→ Parts of the exercise
1. Reproduce everything in the essay on music and memory from "I was reminded" down to "his band’s story.".
2. Carry on the essay about music and memory from the point where it stops.
-- START Text to read --
My earliest memories of music harken back to childhood and my Mama humming ragtime songs that her own Polish mother once sang for her. Today, they are the broken lullabies I hand down to my own tiny daughter; I don’t remember all the words, and they’ve probably been altered over generations, just as in the game of “telephone,” but I sing what I know, so that she remembers: “Won’t you come home, Bill Bailey? Won’t you come home? I cried the whole night long…”
My mother also liked to play Jim Croce in the tape deck of our Dodge Minivan (that was constantly breaking down) during the carpool route from school. My father, however, preferred George Harrison- full blast, and he’d even let me roll the windows down as we belted along on hot summer drives to the stables where I kept my horse. The dry breeze entangling our hair through the windows smelled of eucalyptus boughs. Sometimes I would steal glances of my own face in the side mirrors.
I was reminded of this, how music grounds us in the past, during a recent interview with the guitarist-slash-singer of The Nucleus, Piet Dalmolen, when he said, “Music can do a lot of different things to a lot of different people. That’s what’s fun about it.” He’s right. Everyone can take bearings of their life through music. A simple melody becomes a reference, a bookmark in time. It’s music that helps us to re-experience those pivotal moments, whether it’s prom night, or the song playing when you met your spouse in a broken elevator, the lullabies whispered to your own children, or a rainy day break-up soundtrack. That’s what I was thinking of as Piet told me his band’s story.
Back in 1998 he left the east coast, packed up his bags, and relocated to Northern California in order to attend Humboldt State University, which is located in the small coastal town of Arcata. He majored in “a little bit of everything,” meeting his wife soon after through a mutual friend, and, as they say, the rest was history.
His mother played piano and encouraged him to join choir as a child, but ironically, he didn’t enjoy the spotlight. Later, at the age of fifteen, Piet received his first guitar, and as he put it, “it stuck.” He’s a self-taught musician, and some of his favorite influences include: Jimi Hendrix, Eric Clapton, The Grateful Dead, and Phish.
-- END Text to read --
-- START Records --
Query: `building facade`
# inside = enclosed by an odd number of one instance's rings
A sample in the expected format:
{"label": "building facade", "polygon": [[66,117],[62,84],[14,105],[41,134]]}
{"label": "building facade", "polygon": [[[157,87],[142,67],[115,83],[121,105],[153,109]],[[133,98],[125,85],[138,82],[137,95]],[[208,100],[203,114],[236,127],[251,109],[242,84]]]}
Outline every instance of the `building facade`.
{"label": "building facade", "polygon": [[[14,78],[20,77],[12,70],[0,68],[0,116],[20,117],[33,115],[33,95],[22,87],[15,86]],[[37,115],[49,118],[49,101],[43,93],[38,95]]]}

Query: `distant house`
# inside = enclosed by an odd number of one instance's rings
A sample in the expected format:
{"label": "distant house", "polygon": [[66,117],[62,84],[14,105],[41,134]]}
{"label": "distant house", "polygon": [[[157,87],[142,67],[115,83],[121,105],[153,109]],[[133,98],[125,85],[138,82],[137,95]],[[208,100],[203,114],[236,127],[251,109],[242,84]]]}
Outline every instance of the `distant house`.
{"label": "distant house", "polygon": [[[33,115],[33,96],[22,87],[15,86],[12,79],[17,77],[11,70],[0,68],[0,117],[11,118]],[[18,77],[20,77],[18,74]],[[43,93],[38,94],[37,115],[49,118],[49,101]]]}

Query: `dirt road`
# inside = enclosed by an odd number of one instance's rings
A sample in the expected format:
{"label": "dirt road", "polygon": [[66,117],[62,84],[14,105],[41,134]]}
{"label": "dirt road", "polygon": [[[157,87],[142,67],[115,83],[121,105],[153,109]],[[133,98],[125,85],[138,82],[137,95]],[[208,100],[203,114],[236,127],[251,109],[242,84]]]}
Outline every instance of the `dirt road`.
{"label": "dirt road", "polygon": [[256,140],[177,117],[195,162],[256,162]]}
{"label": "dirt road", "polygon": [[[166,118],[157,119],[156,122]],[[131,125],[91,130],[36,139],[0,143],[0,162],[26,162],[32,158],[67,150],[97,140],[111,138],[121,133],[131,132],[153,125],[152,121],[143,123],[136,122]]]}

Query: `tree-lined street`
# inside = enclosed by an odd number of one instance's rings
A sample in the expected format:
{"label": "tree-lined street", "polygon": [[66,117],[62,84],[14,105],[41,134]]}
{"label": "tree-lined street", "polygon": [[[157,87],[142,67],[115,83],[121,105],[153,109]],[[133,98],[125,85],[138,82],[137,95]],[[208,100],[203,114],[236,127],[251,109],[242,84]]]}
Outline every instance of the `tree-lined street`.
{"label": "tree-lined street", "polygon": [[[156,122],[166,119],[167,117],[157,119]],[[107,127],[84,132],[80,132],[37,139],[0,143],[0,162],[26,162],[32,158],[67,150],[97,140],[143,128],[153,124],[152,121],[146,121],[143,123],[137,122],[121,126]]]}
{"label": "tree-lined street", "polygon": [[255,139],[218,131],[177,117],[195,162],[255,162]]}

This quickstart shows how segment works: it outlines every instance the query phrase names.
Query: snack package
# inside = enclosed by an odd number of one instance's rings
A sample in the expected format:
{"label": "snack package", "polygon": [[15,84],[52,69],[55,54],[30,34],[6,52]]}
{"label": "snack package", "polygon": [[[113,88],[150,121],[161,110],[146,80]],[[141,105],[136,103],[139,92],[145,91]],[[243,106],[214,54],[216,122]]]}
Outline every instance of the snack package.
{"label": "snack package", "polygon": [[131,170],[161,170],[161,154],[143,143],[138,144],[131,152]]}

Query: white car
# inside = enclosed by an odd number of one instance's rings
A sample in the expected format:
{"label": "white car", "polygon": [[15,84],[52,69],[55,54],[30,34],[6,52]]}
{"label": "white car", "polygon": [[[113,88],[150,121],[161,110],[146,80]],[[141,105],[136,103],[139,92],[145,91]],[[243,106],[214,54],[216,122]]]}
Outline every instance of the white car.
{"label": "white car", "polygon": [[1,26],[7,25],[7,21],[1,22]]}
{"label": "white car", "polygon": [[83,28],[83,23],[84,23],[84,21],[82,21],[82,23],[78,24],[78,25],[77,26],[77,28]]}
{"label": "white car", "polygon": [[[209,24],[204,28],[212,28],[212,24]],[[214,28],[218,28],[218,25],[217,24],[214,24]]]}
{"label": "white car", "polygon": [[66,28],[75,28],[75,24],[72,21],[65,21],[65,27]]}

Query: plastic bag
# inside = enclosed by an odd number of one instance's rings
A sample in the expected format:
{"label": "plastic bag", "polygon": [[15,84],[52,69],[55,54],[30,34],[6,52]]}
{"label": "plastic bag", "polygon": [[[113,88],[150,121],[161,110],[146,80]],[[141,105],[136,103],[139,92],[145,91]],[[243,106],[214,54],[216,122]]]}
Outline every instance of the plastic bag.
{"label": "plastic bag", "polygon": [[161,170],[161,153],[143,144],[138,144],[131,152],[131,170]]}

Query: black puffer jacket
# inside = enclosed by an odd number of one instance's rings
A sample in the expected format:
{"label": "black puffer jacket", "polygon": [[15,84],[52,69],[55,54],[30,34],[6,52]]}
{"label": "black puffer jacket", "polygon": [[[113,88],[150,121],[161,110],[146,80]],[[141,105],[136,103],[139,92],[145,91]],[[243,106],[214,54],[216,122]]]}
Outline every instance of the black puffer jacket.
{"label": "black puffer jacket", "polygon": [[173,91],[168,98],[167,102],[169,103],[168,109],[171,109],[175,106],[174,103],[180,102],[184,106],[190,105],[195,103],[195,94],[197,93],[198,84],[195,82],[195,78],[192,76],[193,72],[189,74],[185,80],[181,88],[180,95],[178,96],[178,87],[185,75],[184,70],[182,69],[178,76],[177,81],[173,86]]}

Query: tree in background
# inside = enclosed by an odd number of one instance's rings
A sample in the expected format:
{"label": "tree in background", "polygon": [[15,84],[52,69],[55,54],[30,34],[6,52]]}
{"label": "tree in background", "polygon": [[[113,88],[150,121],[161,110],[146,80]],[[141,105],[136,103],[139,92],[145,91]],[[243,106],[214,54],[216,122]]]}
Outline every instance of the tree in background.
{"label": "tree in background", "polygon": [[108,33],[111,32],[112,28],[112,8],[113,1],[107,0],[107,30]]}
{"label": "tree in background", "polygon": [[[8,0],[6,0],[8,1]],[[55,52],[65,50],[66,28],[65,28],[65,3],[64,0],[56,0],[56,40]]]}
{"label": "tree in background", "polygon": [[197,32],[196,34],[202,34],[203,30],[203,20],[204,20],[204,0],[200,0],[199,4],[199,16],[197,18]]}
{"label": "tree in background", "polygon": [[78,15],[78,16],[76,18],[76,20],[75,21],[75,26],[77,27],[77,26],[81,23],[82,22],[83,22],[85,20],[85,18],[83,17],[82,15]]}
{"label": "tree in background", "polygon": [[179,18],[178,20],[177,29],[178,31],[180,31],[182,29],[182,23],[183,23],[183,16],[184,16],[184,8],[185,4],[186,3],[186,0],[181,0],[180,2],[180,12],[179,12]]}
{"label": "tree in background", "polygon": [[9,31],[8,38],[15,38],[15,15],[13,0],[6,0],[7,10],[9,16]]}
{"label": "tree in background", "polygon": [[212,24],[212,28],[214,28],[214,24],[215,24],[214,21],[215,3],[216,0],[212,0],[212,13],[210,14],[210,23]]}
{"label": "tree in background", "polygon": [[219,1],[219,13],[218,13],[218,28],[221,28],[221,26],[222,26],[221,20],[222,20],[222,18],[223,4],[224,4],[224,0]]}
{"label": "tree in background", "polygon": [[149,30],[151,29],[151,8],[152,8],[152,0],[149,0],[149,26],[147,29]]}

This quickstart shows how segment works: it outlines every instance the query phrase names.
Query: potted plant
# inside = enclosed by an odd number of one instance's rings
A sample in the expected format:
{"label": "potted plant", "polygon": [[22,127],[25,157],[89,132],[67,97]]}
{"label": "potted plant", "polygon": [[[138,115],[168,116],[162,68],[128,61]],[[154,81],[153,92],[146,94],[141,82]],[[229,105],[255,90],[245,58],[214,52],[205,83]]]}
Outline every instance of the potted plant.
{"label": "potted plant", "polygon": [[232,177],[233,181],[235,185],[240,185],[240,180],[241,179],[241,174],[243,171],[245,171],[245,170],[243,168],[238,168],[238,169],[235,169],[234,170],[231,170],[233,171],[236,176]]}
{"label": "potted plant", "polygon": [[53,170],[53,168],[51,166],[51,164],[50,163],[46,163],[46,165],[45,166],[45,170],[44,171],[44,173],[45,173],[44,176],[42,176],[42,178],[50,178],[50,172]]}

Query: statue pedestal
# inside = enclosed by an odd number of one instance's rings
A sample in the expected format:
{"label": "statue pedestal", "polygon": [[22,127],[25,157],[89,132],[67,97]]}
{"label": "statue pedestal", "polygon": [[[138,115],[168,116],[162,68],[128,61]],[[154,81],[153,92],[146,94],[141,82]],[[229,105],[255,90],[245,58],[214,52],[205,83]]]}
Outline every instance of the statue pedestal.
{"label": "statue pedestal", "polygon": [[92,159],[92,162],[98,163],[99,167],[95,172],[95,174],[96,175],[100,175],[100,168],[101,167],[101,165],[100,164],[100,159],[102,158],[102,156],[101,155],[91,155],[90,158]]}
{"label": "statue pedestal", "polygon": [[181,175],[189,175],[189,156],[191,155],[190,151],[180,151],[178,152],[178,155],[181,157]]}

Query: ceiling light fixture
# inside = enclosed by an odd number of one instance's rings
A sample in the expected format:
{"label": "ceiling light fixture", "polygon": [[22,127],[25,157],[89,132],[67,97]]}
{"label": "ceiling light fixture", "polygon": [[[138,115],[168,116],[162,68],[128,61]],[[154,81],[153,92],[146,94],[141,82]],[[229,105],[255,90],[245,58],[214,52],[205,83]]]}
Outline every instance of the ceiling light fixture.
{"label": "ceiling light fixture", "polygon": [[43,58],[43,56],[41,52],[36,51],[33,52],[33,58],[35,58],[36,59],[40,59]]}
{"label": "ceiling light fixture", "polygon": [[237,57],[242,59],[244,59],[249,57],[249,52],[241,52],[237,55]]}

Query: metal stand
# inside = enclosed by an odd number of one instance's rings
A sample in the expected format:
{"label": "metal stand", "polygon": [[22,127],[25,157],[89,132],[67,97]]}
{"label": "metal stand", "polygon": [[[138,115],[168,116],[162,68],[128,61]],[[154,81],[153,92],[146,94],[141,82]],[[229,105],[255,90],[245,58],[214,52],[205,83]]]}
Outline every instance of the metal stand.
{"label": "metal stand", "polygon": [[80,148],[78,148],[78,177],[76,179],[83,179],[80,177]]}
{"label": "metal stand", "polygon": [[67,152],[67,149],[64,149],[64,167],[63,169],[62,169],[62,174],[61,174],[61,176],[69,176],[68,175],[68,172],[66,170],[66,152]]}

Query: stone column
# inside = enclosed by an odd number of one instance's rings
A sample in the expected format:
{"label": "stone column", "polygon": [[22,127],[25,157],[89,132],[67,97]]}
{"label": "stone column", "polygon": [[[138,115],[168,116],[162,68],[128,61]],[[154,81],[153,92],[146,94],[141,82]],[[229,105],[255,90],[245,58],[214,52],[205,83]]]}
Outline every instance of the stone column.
-- END Records --
→ Expected answers
1.
I was reminded of this, how music grounds us in the past, during a recent interview with the guitarist-slash-singer of The Nucleus, Piet Dalmolen, when he said, “Music can do a lot of different things to a lot of different people. That’s what’s fun about it.” He’s right. Everyone can take bearings of their life through music. A simple melody becomes a reference, a bookmark in time. It’s music that helps us to re-experience those pivotal moments, whether it’s prom night, or the song playing when you met your spouse in a broken elevator, the lullabies whispered to your own children, or a rainy day break-up soundtrack. That’s what I was thinking of as Piet told me his band’s story.

2.
The Nucleus formed just a year after his arrival in California, sometime around the Y2K Armageddon scare, when citizens were rushing to Costco to bulk up on Spam and double D batteries. The Nucleus consists of two other east coast buddies. Drummer: Pete Ciotti, and bassist: Steve Webb. Their first gig took place in The Plaza Grill’s “view room.” The Nucleus also frequented Muddy Waters coffee shop –back when it used to be cool – long before it changed ownership and names, and people began finding hair in their chocolate bacon fudge. “It always seemed to center around the three of us,” he said, when I asked if the band formed intentionally. “Everything just kind of fell together and happened naturally. The one constant has always been the three of us,” Piet mused. And that’s how The Nucleus got its name; though its members from time to time would jam with other musicians, they always eventually drifted off into their own orbit.
Commenting on his writing process, he noted that many of the band’s earliest songs were composed as he was supposed to be paying attention in college classrooms, while bass player Steve Webb continues to write the bulk of their lyrics. Piet said, “It’s never been a deliberate plan for what the music’s going to be… It’s always been a reflection of life.”
Their most recent album is titled “Quicksand,” and if you enjoy their rock and roll style, you’ll be happy to hear that The Nucleus is revisiting some unfinished tracks from 2003 that were abandoned when the band underwent a creative evolution. Those tunes are expected to be completed sometime within the next six months.
Unfortunately, Piet doesn’t feel he has time to sit down and write songs very often these days. He mentioned, instead, he is now “dealing with music as a whole.” He stays busy. Aside from parenting his two-year-old son, he also runs a recording studio, (Universal Balance Productions), working evenings as the sound technician at Jambalaya.
“Music is a pretty power thing,” he observed, “as far as making people feel better. I’m more consciously moving towards that.” It’s always gratifying to be influenced by people who are doing what they love. If you’re interested in keeping an eye on The Nucleus, you can find them on Facebook: http://www.facebook.com/nucleusmusicfb.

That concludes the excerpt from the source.